# SUPPLIED PASSAGE
● ● ● ● ● ● ●

Marks will be awarded as follows

• Clean zip file, with CMake build system that works and USAGE.md file that is sensible (2 marks)
• Code for collision correction and basic performance tuning with a suitable writeup of performance results (6 marks)
• SSE vectorized code with a suitable writeup of performance results (6 marks)
• OpenMP vectorized code with a suitable writeup of performance results (4 marks)
• OMP parallel code with a suitable write-up of performance results (6 marks)
• A roofline plot obtained using Intel Advisor with suitable write-up explaining the performance (4 marks)

PLEASE NOTE: marks will be awarded based on the following three metrics:

1. Code correctness and performance
2. Performance data added to the report that proves performance improvement/deterioration
3. A written performance analysis explaining the data and the reasons for the performance improvement/deterioration.

COMP6464 Requirements (Total Marks 33)

1. Requirements as above for COMP3320. (28/33 Marks)
2. Version of the OpenMP parallel code that uses a block-wise distribution, cmake system that also builds this version, and analysis of performance as part of PDF writeup file. (5 marks)

SUBMISSION (Both COMP3320 and COMP6464 all parts)

You are required to submit a single zipped file using Wattle. Name the zip file comp3320-2022-assignment-2.zip. This zip file can be generated using the command zip comp3320-2022-assignment-2.zip ../comp3320-2022-assignment-2/ -r -x *.git* *__pycache__* on a linux machine (such as Gadi) from the root folder of the repo. When unzipped this file should contain a README file that provides details of all other files, how to make and run your codes etc.

Late penalty of 5% of the awarded mark for each working day late or part thereof (as per course administrative handout).

Code Performance Ranking

On top of assessing the correctness of your code and marking the assignment, we will measure the performance of your code. More specifically, we will time your kernel_omp, that is the version of your code that has been both vectorized and parallelized using OpenMP. We will compile a list that ranks the performance of your codes.

The code will be timed when operating on three different input sets: 

• For all input sets 1 < delta < 10 and the mass associated with each node will be unitary.

● ● ● ● ● ● ●

# EXTRACTED MATERIAL
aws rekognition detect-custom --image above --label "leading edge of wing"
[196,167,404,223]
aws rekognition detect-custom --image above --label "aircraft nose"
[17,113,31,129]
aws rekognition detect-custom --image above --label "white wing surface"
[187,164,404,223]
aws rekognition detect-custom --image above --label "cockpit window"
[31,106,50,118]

● ● ● ● ● ● ●

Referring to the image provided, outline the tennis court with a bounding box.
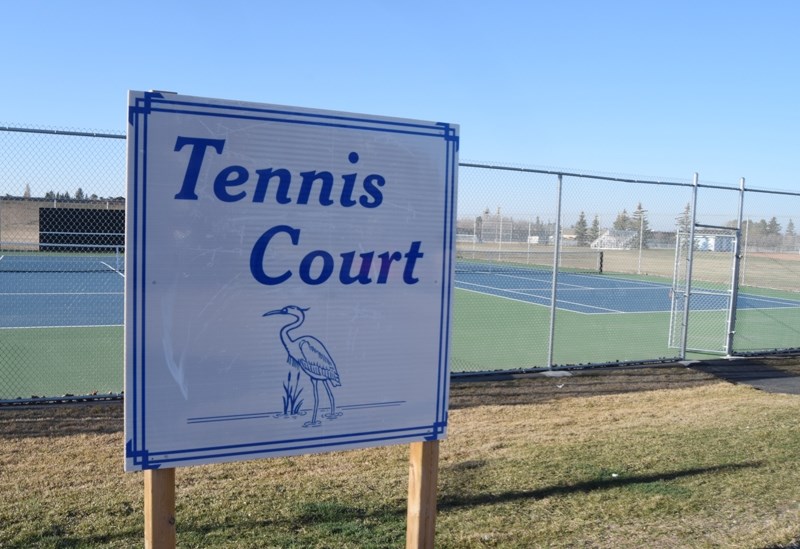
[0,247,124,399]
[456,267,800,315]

● ● ● ● ● ● ●

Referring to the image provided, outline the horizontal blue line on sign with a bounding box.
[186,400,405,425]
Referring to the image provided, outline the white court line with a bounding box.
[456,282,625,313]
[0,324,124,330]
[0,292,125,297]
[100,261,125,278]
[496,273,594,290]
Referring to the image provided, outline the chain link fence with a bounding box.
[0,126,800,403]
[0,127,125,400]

● ● ● ● ● ● ●

# YOUR TASKS
- a) In the records, switch "tennis court" to "hard court" from the line with "Referring to the image provided, outline the tennis" up to and including the line with "[456,267,800,315]", changing nothing else, and leave the picture out of your answer.
- b) Resume the assignment marking guide from where it stops.
The assignment text and the records are independent materials with no connection to each other.

# EXERCISE RESULTS
- a)
Referring to the image provided, outline the hard court with a bounding box.
[0,247,124,399]
[456,267,800,315]

- b)
• For all input sets the number of nodes per dimension will be 999 < N < 4000.

• For all input sets your code will be timed when running on a compute node of the Gadi supercomputer, using all 24 cores of a single Cascade Lake CPU and being allocated 96 GB of main memory.

• Your code will be timed in pure kernel mode, that is without rendering and visualization. 

• Your code will be built using the Intel compiler icc (ICC) 2021.6.0 20220226 (The default on Gadi)

PLEASE NOTE: if for any of the input sets the code gives incorrect values for the potential and kinetic energies it will be ranked as N/A. 

The list will be released as a standalone document on Wattle.

Compiling and building the code

This code uses a CMake build system. In order to build the code you will need to have CMake version >= 3.12 installed. If CMake is not installed on your system, please follow the installation instructions on the CMake website https://cmake.org/install/

IMPORTANT NOTE: you will not be able to use the code in visualization mode on Gadi. Gadi supports only the kernel mode execution of this code. You will be able to use the visualization mode on your machine if you have OpenGL and GLUT installed. On Ubuntu (or WSL ubuntu) they can be installed with (sudo apt-get install freeglut3-dev). It may be possible to forward the X display to your own machine with ssh -X display forwarding (and a terminal that supports it such as MobaXterm) if you cannot get a local version to work.

In order to build the code on your machine execute the following code from within your assign2 directory:

1. `mkdir build` 
2. `cd build`
3. `cmake ..`
4. `make`

This will create two executables in the build directory, opengl_main and kernel_main.

IF YOU ARE ON GADI: please use the intel compiler. In order to do so, BEFORE executing the above build instructions, please load the intel compiler module and the cmake module by executing

module load intel-compiler
module load cmake

Running the code

You can run the code simply with the command ./opengl_main or ./kernel_main from within the build folder. There are a number of additional parameters that you can modify when calling the program:

Nodes_per_dimension:             -n int 
Grid_separation:                 -s float 
Mass_of_node:                    -m float 
Force_constant:                  -f float 
Node_interaction_level:          -d int 
Gravity:                         -g float 
Radius_of_ball:                  -b float 
offset_of_falling_cloth:         -o float 
timestep:                        -t float 
num iterations:                  -i int
Timesteps_per_display_update:    -u int 
Perform X timesteps without GUI: -x int
Rendermode (1 for face shade, 2 for vertex shade, 3 for no shade):
                                 -r (1,2,3)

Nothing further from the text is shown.